**Passage provided:**
**********
Beth Henley: Collected Plays, 2 vols. Lyme, NH: Smith and Kraus Publishers, 2000. I: xvi, 318 pp.; II: xiv, 274 pp. $19.95 each, paper.

The Plays of Beth Henley: A Critical Study, by Gene A. Plunka. Jefferson, NC: McFarland & Company, 2005. vi, 228 pp. $39.95 softcover.

Understanding Beth Henley, by Robert J. Andreach. Columbia, SC: University of South Carolina Press, 2006. iv, 192 pp. $39.95.

THE MOST INTERESTING PUBLICATION ASSOCIATED WITH BETH HENLEY during the past several years is the collected edition of her plays, which came out in 2000. The two-volume set includes all twelve of Henley's produced plays through 1999--six from the 70s and 80s in volume I, the other six from the 90s in volume II. On the Smith and Kraus web-site the company bills itself as "America's Publisher for the Acting Community," and its publication list is impressive, including almost two dozen contemporary American playwrights (in addition to Henley, some others are Lynne Alvarez, Christopher Durang, Horton Foote, Romulus Linney, Marsha Norman, Theresa Rebeck, and Lanford Wilson). The list suggests the real service the publisher provides not only to the "Acting Community" but also to the larger community of students of the American theater.
**********
**Exercise 1:** In the review of books on Beth Henley, which playwrights does the publisher's list name in the parenthetical as examples besides Henley?
**Exercise 2:** Reproduce part of the Beth Henley review word for word, beginning at the words "The Plays of" and stopping after "192 pp. $39.95.".

**Data section:**
**********
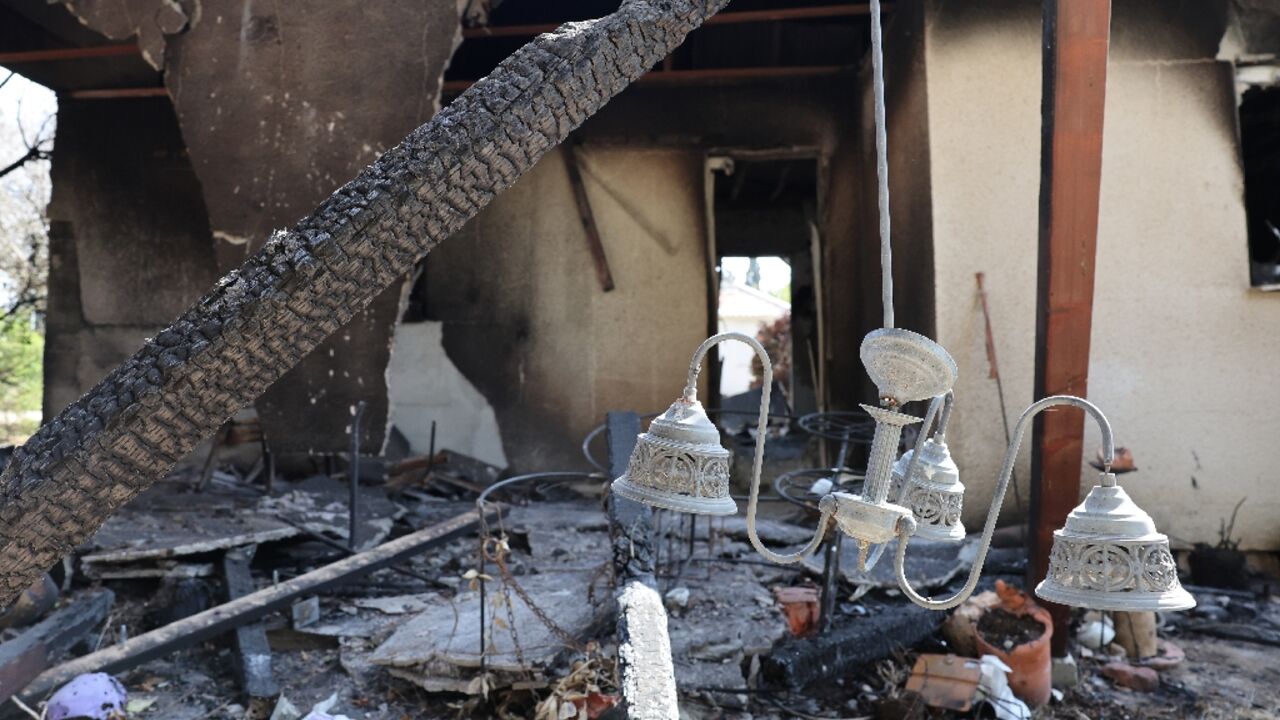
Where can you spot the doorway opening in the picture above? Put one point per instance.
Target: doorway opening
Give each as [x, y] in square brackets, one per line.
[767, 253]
**********
**Task result 1:** Lynne Alvarez, Christopher Durang, Horton Foote, Romulus Linney, Marsha Norman, Theresa Rebeck, Lanford Wilson

**Task result 2:**
The Plays of Beth Henley: A Critical Study, by Gene A. Plunka. Jefferson, NC: McFarland & Company, 2005. vi, 228 pp. $39.95 softcover.

Understanding Beth Henley, by Robert J. Andreach. Columbia, SC: University of South Carolina Press, 2006. iv, 192 pp. $39.95.